**Do this**. Copy out the entire passage below, word for word, on the claim that the CIA backed the promotion of abstract art.

While there were rumblings of agreements around Kozloff’s article of broad concerns, it did not give birth to an actual conspiracy theory at the time. The real public apprehension of this idea seems to mostly come from articles written by historian Frances Stonor Saunders in support of her book, “The Cultural Cold War: The CIA and the World of Arts and Letters” (New York, New Press, 2000). (I have not read this 525 page book, only excerpts).
The gist of Ms. Saunders argument is a tantalizing, but mostly unsupported, labyrinthine maze of back door funding and novelistic cloak and dagger deals. According to Saunders, the Congress for Cultural Freedom (CCF), an anti-communist cultural organization founded in 1950, was behind the promotion of Abstract art as part of their effort to be opinion makers in the war against communism. In 1966 it was revealed that the CCF was funded by the CIA. Saunders says that the CCF financed a litany of art exhibitions including “The New American Painting” which toured Europe in the late 1950s. Some of this is true, but it’s difficult, if not impossible, to know the specifics.

**Data section**.
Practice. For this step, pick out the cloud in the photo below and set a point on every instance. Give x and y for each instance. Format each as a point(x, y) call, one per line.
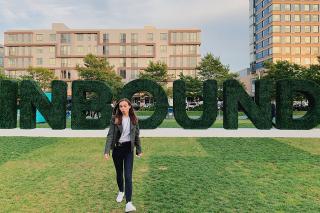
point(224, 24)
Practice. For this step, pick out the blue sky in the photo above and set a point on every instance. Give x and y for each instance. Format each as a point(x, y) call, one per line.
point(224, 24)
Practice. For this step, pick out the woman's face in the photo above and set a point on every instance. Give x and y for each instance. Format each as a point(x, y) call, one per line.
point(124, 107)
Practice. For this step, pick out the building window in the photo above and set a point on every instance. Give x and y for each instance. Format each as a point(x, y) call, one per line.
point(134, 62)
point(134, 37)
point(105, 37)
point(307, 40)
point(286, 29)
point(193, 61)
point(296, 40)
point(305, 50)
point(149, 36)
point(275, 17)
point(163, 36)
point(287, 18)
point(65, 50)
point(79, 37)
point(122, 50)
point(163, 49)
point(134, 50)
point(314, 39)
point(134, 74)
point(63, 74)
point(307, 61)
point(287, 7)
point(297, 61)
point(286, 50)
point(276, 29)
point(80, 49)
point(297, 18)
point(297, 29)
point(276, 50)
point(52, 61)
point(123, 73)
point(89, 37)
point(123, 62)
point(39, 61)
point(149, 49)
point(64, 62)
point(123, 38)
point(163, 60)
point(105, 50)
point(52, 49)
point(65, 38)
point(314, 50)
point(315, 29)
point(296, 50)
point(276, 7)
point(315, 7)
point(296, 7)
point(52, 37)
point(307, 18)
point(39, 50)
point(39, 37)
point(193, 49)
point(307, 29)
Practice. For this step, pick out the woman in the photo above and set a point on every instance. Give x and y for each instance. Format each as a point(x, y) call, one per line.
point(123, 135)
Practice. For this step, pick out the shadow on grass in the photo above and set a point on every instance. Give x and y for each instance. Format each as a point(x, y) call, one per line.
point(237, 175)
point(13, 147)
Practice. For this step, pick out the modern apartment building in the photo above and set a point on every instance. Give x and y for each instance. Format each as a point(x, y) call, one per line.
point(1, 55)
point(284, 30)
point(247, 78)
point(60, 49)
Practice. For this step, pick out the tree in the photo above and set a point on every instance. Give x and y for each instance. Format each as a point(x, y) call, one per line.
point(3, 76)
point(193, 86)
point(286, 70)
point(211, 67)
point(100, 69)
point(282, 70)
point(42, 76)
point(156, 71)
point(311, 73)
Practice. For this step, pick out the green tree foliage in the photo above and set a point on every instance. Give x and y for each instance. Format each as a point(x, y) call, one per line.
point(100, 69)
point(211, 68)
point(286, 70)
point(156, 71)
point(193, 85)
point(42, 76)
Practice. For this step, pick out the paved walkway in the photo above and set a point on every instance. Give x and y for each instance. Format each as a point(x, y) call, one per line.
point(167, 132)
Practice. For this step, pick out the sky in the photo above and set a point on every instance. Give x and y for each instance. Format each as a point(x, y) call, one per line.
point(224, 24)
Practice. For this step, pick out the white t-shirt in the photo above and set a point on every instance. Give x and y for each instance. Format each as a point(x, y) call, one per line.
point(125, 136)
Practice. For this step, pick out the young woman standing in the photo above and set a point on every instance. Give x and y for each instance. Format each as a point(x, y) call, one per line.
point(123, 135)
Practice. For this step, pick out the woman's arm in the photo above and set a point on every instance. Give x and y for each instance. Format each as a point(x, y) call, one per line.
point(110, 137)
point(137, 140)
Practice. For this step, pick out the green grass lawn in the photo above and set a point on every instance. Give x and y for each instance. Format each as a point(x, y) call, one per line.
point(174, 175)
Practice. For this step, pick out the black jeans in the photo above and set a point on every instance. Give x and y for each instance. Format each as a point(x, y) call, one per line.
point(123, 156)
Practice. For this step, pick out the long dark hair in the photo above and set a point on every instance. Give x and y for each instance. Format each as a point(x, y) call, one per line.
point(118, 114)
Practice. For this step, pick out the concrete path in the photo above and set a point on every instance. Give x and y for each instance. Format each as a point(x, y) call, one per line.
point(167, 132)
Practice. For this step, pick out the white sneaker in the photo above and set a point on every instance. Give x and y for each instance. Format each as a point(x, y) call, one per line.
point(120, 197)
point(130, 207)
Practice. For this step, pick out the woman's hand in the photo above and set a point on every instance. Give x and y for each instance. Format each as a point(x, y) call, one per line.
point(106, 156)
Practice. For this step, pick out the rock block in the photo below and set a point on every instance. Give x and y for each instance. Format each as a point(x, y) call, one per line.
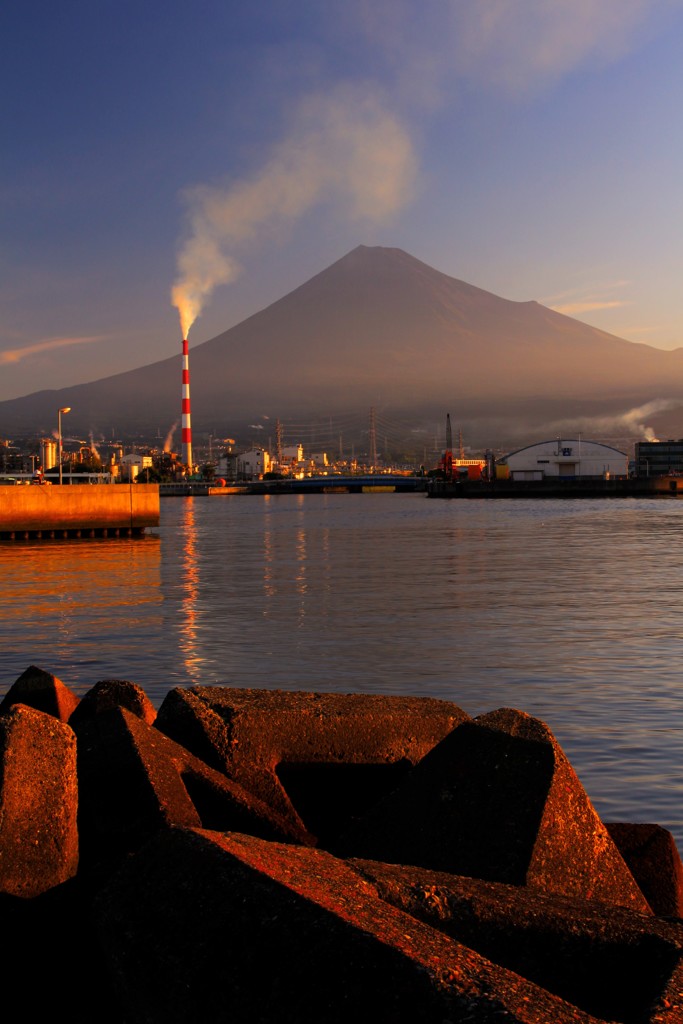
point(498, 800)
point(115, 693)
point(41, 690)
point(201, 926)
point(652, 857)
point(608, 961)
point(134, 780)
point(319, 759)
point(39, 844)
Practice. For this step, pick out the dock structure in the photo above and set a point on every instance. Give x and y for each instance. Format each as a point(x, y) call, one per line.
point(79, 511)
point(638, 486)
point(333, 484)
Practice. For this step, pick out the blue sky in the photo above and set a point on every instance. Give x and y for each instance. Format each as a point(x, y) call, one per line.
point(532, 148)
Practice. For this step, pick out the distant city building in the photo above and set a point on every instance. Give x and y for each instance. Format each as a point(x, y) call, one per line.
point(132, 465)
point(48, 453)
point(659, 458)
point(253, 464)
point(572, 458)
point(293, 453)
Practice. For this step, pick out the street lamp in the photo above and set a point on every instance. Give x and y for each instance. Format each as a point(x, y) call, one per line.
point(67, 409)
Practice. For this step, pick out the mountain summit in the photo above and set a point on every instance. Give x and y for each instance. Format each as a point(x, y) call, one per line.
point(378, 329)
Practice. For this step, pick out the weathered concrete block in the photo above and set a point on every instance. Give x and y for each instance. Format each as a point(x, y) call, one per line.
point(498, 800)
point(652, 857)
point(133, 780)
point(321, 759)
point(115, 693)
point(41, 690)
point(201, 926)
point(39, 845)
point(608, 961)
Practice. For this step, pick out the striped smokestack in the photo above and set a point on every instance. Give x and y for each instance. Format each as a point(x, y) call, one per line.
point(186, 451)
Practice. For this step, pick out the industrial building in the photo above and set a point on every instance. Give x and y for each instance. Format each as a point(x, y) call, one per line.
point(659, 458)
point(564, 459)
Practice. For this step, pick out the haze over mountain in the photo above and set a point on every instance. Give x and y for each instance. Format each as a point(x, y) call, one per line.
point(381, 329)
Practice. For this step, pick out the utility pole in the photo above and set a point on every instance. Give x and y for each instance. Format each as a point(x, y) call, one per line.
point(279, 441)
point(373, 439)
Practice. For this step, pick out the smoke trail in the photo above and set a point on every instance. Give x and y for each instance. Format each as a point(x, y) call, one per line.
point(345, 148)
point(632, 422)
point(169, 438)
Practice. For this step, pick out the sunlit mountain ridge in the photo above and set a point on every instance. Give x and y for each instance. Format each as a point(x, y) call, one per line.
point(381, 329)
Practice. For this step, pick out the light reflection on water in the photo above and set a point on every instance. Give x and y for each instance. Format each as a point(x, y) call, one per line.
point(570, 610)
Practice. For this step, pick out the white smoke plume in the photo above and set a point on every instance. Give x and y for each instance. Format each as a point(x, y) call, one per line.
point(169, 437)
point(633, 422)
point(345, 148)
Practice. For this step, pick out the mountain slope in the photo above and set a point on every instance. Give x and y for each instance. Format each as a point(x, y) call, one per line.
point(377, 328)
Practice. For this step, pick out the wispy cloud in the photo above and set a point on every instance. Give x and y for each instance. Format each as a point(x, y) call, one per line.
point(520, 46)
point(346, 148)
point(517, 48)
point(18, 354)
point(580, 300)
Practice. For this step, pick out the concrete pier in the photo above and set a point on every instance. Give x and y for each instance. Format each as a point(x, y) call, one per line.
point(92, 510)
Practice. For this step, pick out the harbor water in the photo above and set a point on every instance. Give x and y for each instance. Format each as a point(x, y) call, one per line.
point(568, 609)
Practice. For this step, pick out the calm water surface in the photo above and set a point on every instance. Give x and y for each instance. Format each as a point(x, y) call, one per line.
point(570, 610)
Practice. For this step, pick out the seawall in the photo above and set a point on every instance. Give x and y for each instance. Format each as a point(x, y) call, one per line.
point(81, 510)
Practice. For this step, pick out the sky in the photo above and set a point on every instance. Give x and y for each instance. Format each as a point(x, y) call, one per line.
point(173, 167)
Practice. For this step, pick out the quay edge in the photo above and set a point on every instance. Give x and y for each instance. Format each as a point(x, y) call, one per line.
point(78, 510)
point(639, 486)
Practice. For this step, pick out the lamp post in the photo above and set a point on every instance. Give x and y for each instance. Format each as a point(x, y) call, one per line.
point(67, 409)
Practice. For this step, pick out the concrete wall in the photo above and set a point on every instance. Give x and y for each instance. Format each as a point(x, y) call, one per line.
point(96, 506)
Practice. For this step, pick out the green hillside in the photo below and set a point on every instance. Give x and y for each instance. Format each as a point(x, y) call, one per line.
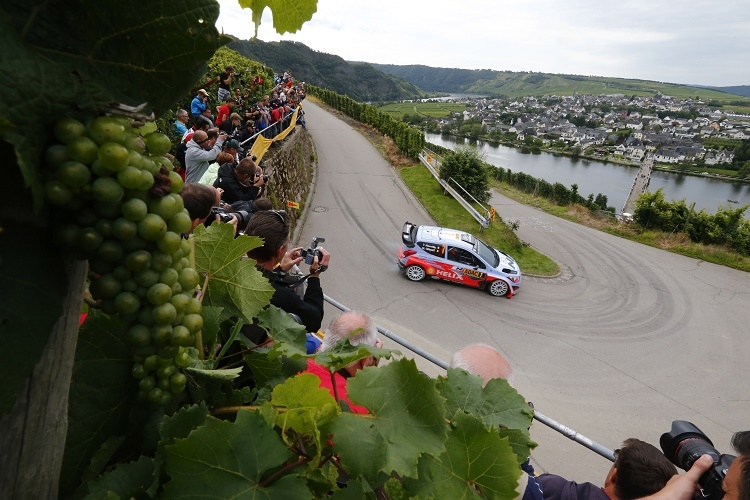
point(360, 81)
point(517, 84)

**Full solution**.
While there were rumblings of agreements around Kozloff’s article of broad concerns, it did not give birth to an actual conspiracy theory at the time. The real public apprehension of this idea seems to mostly come from articles written by historian Frances Stonor Saunders in support of her book, “The Cultural Cold War: The CIA and the World of Arts and Letters” (New York, New Press, 2000). (I have not read this 525 page book, only excerpts).
The gist of Ms. Saunders argument is a tantalizing, but mostly unsupported, labyrinthine maze of back door funding and novelistic cloak and dagger deals. According to Saunders, the Congress for Cultural Freedom (CCF), an anti-communist cultural organization founded in 1950, was behind the promotion of Abstract art as part of their effort to be opinion makers in the war against communism. In 1966 it was revealed that the CCF was funded by the CIA. Saunders says that the CCF financed a litany of art exhibitions including “The New American Painting” which toured Europe in the late 1950s. Some of this is true, but it’s difficult, if not impossible, to know the specifics.